/---

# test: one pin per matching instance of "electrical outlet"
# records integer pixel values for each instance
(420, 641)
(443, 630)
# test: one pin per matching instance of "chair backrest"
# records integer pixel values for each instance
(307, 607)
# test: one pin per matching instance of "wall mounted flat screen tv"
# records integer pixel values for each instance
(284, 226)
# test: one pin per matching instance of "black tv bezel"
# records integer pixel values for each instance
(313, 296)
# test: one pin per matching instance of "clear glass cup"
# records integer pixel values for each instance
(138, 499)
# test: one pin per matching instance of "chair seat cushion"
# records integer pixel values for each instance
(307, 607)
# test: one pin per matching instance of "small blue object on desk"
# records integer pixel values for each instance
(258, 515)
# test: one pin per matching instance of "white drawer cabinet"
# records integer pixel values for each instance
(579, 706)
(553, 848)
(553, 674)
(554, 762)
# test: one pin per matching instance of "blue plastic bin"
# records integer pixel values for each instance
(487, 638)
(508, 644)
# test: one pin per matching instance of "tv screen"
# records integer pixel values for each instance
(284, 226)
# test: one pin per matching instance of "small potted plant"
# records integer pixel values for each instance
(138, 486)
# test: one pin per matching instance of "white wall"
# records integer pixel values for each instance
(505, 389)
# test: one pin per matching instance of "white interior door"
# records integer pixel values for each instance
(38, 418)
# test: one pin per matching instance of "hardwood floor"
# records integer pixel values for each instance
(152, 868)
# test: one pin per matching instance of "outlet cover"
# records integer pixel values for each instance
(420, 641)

\---

Take the entries above and copy them out exactly.

▶ _Answer to the problem_
# test: one pin per matching instance of "electrical outlet"
# records integer pixel values for each instance
(420, 641)
(443, 630)
# test: one pin per matching instance of "chair backrest"
# records integer pixel values for each instance
(307, 607)
# test: one pin per matching instance of "wall mounted flat screen tv"
# records integer pixel values for each instance
(284, 226)
# test: one pin per matching instance of "black tv bezel"
# records integer pixel values for each instance
(313, 296)
# test: one pin per matching instance of "clear glass cup"
# records integer pixel values for each instance
(138, 499)
# test: one pin per matching instance of "chair seat cushion"
# records integer pixel values for each instance
(307, 607)
# test: one pin per matching instance of "small blue object on desk"
# records integer pixel values for each instance
(258, 515)
# test: one pin per matching instance of "white drawer cabinet"
# records integer pixel values for each instance
(579, 706)
(553, 848)
(553, 674)
(554, 762)
# test: one pin per matching instance of "blue plastic bin"
# records integer pixel values for each instance
(487, 638)
(508, 644)
# test: one pin per matching instance of "tv screen"
# records integer pixel values for each instance
(284, 226)
# test: one pin per matching instance of "small potted plant"
# records integer pixel values for each instance
(138, 486)
# test: one pin per matching instance of "white wall"
# records integer pixel values for each instance
(505, 389)
# test: one pin per matching instance of "white interior door"
# records integer pixel values for each instance
(38, 418)
# test: one pin per matching instance of "hardwood floor"
# records integer pixel values for each instance
(152, 868)
# test: one pin per matching instance of "outlet cover"
# records integer pixel values for each instance
(420, 641)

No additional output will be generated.